## Problem details
Convert all of the records below into a two-column CSV with the header columns "prompt" and "completion", one row per record, placing each record's text and its answer in a single quoted field with line breaks replaced by spaces. Omit the pictures.

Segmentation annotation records
=-=-=

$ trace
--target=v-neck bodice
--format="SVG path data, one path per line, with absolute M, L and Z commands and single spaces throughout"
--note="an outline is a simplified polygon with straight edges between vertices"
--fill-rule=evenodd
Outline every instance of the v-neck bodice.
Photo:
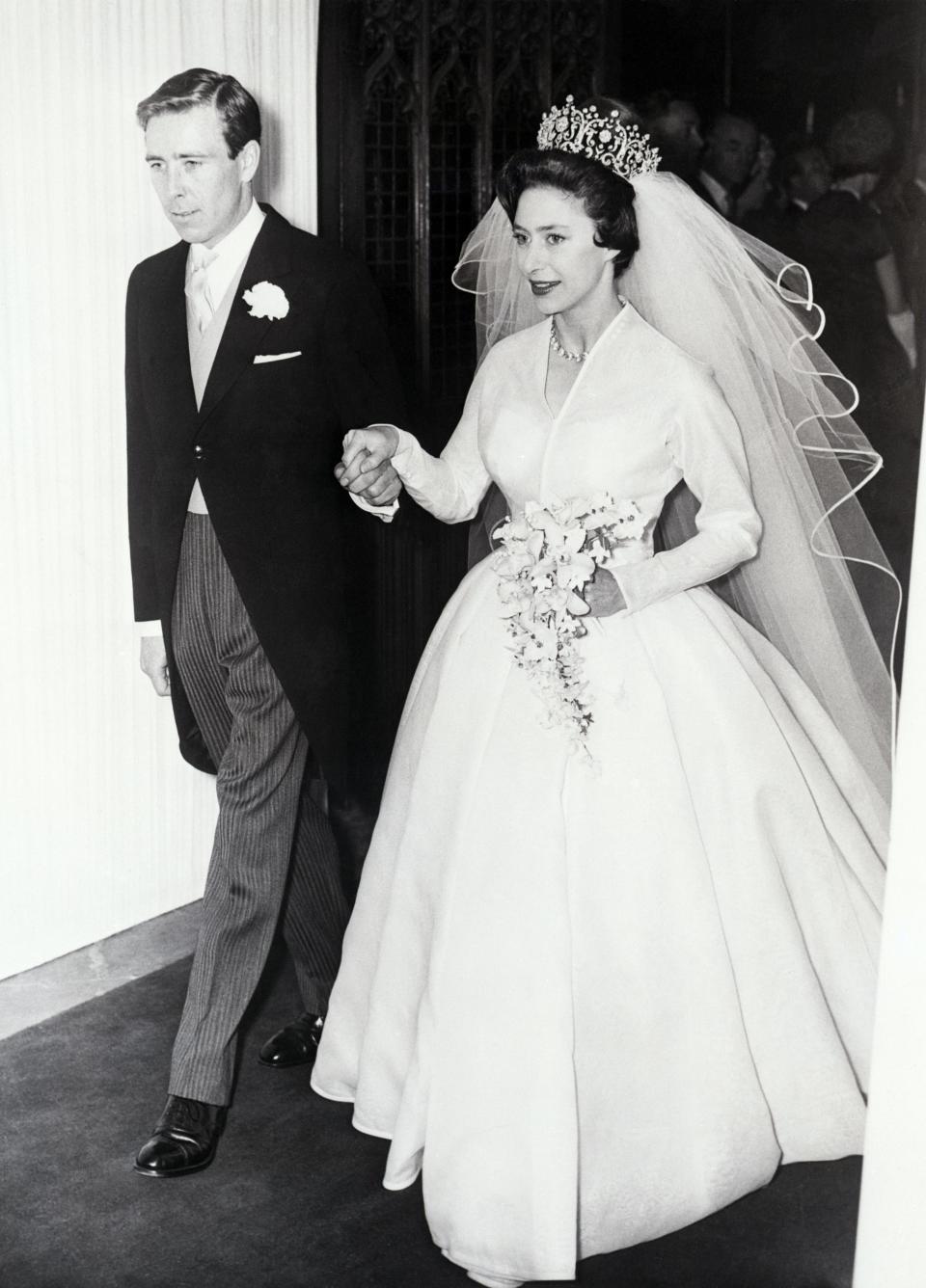
M 543 397 L 547 344 L 543 321 L 491 349 L 439 459 L 401 431 L 394 464 L 407 492 L 446 522 L 473 518 L 492 482 L 510 513 L 601 493 L 634 501 L 647 535 L 627 562 L 650 567 L 634 567 L 621 585 L 638 605 L 755 554 L 761 523 L 746 453 L 710 371 L 625 304 L 554 416 Z M 701 502 L 698 533 L 652 558 L 663 501 L 683 478 Z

=-=-=

## Response
prompt,completion
"$ trace --target=v-neck bodice --format=""SVG path data, one path per line, with absolute M, L and Z commands and single spaces throughout"" --note=""an outline is a simplified polygon with straight edges between vertices"" --fill-rule=evenodd Outline every instance of the v-neck bodice. Photo:","M 543 397 L 547 344 L 543 321 L 491 349 L 439 459 L 401 431 L 394 464 L 407 492 L 446 522 L 473 518 L 492 482 L 510 513 L 601 493 L 634 501 L 647 535 L 627 562 L 650 567 L 634 567 L 621 585 L 638 605 L 755 554 L 761 523 L 746 453 L 710 371 L 625 304 L 554 416 Z M 701 502 L 698 533 L 652 558 L 663 501 L 683 478 Z"